(Labeled point records)
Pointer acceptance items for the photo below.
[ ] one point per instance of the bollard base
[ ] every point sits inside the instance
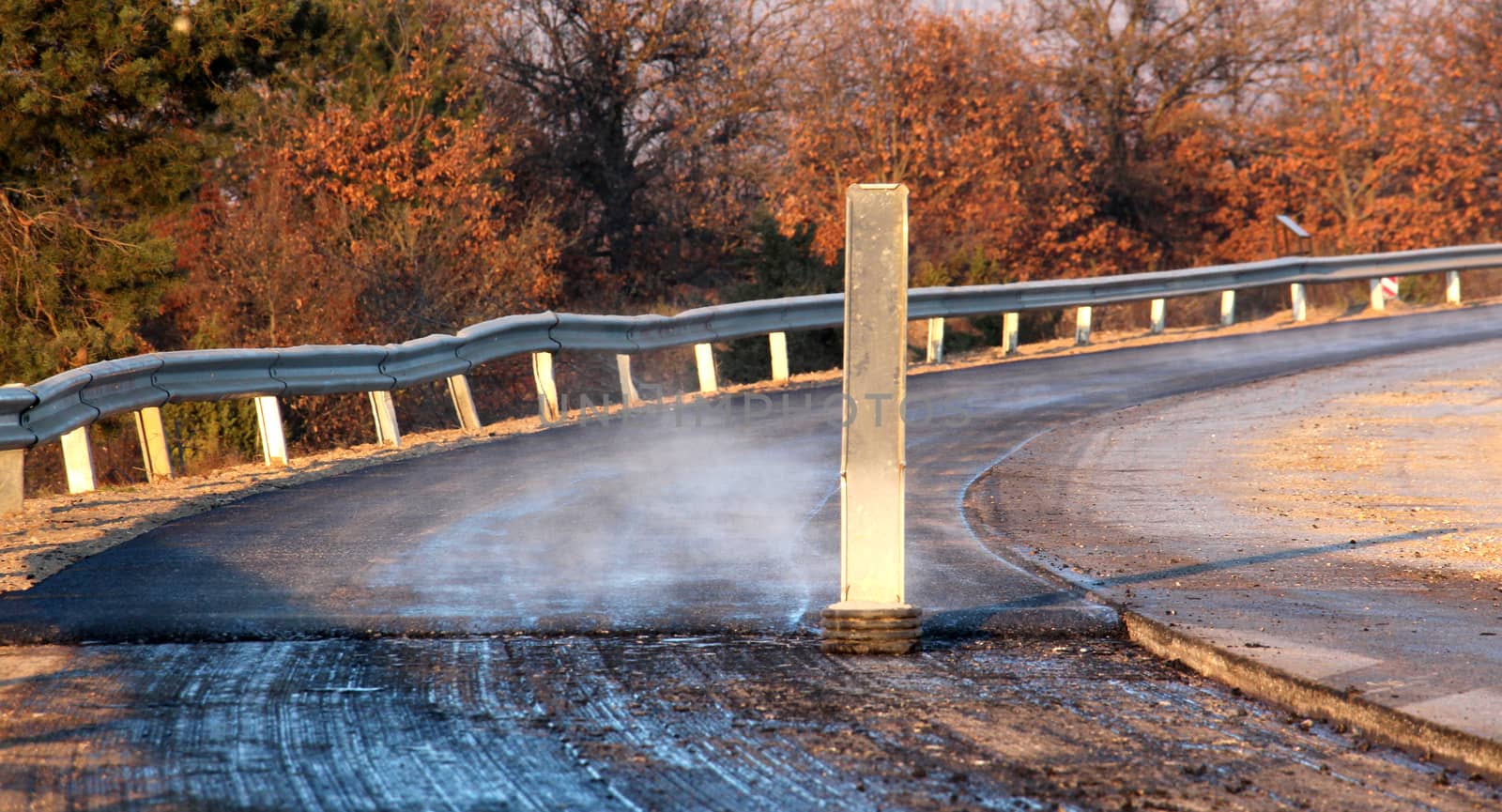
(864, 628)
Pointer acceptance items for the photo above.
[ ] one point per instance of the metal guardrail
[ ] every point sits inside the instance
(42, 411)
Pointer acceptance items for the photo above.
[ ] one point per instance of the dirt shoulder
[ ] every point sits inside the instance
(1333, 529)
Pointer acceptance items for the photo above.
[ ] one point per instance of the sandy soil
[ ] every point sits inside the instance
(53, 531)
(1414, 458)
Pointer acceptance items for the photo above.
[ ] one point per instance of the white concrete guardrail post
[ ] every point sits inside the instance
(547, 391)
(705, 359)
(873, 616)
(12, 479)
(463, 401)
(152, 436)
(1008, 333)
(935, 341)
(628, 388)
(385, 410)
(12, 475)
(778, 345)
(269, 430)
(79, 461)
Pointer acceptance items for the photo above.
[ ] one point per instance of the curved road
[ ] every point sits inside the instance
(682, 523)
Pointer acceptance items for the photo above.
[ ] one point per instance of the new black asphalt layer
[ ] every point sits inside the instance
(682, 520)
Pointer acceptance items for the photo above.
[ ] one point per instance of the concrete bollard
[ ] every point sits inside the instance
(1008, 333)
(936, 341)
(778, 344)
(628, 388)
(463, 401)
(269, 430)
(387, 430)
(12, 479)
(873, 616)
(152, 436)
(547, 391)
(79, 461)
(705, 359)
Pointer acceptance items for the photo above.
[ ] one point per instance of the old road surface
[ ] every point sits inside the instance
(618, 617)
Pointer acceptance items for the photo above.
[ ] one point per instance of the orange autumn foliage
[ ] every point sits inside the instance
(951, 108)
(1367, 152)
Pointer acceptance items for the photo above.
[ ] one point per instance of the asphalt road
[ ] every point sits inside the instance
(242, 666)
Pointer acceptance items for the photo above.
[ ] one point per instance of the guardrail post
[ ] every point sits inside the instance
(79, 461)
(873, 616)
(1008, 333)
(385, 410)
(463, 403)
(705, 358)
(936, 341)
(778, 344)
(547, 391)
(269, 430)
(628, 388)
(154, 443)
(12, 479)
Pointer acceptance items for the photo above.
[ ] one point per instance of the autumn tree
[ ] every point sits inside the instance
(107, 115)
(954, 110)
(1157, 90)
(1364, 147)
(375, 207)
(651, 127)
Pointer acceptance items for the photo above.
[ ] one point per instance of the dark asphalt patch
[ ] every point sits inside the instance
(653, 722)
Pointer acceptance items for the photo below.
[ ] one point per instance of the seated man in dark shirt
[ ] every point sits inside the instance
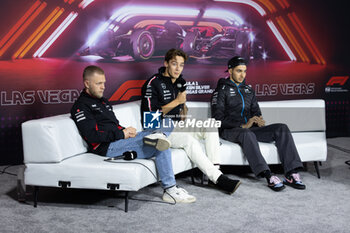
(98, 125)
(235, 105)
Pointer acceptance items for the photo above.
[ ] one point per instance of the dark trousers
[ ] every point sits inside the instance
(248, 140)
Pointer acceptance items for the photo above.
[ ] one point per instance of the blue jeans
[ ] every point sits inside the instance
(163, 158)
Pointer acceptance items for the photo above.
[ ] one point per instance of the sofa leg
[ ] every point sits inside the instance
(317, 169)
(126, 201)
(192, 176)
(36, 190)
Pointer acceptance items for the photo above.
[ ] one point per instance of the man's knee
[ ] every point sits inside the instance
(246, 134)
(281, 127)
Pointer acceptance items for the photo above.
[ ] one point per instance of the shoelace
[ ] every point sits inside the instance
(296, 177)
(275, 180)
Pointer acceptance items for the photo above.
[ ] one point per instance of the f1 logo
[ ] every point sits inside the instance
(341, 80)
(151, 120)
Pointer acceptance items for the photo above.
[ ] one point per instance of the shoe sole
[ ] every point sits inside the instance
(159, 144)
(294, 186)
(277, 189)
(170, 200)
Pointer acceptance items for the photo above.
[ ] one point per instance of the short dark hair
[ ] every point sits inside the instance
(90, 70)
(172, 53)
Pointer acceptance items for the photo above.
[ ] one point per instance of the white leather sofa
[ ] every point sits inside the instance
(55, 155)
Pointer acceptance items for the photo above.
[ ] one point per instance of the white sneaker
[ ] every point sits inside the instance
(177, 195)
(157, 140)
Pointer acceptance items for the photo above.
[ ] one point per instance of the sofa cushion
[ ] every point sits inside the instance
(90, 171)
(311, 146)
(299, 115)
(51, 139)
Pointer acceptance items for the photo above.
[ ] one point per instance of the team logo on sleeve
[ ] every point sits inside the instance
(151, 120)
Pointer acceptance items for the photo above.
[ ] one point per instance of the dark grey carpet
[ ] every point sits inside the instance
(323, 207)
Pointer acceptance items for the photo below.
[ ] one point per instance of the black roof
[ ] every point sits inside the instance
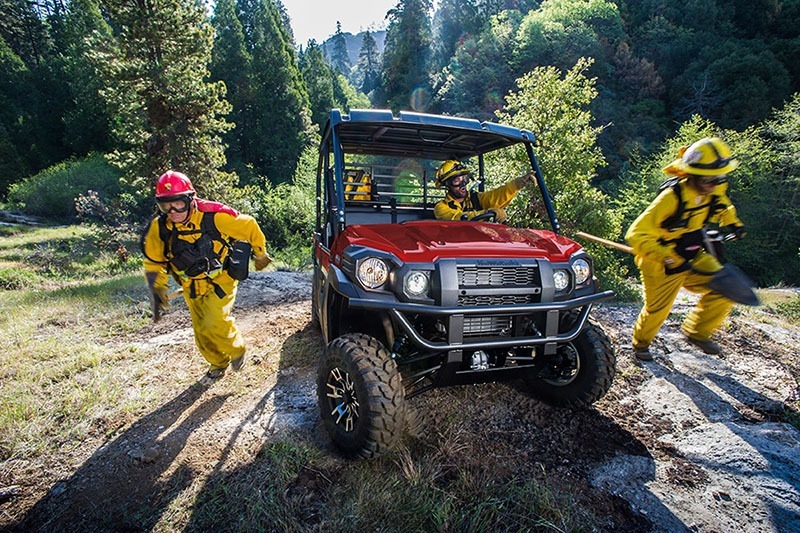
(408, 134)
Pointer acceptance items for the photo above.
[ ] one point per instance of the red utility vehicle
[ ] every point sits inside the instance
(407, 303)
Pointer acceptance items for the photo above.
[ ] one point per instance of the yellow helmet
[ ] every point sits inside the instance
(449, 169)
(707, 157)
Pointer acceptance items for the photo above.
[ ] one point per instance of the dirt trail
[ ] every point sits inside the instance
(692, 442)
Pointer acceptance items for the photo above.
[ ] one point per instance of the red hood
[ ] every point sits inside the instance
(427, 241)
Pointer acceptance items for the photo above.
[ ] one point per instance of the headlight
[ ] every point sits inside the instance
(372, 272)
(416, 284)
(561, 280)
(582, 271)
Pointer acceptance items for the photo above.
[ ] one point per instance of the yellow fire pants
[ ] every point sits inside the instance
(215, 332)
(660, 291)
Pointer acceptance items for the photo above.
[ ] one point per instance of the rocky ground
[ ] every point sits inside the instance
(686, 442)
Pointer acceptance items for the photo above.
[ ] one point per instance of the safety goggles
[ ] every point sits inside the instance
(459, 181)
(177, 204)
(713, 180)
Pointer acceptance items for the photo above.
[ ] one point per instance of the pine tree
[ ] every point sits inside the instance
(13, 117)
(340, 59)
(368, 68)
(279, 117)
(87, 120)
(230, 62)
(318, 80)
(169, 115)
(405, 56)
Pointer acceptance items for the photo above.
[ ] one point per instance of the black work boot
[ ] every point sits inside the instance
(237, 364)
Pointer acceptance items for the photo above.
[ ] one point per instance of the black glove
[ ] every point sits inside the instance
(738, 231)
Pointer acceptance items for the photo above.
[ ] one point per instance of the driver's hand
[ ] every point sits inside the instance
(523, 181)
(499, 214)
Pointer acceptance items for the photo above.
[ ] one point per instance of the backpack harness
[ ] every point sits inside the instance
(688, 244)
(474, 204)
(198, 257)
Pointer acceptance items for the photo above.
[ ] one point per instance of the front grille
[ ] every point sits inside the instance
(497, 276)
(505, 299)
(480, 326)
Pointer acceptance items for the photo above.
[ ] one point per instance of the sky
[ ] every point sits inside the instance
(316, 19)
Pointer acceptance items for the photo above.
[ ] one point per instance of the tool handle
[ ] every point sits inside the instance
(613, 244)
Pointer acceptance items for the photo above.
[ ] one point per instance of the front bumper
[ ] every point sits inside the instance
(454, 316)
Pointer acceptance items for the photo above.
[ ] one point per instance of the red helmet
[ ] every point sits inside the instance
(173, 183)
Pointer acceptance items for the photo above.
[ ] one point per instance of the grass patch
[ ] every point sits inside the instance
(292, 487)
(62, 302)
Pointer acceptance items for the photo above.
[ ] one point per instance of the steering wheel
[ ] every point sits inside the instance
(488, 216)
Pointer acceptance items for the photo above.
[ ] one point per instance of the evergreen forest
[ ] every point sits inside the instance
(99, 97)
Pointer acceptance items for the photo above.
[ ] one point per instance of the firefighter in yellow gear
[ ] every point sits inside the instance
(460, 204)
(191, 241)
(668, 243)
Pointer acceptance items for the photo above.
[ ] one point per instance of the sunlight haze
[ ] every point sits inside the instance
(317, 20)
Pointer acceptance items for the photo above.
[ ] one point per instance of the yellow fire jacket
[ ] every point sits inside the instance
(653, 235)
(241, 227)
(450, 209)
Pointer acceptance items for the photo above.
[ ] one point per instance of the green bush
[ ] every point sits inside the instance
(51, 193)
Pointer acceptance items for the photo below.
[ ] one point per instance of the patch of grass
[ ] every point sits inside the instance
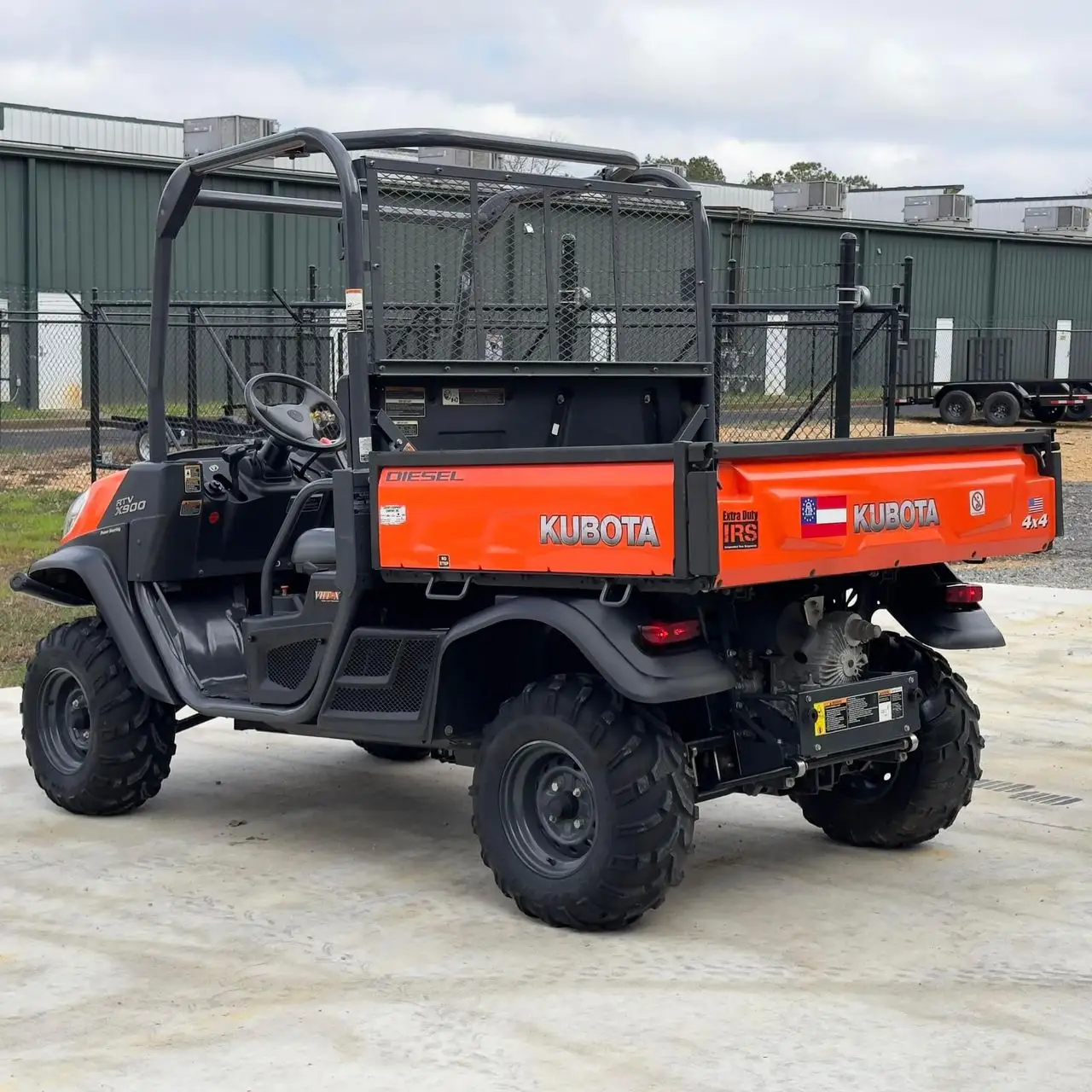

> **EXERCISE INSTRUCTIONS**
Count the lines in the records above that contain the string "road", with case counting. Give only the number.

> **THE REPLY**
3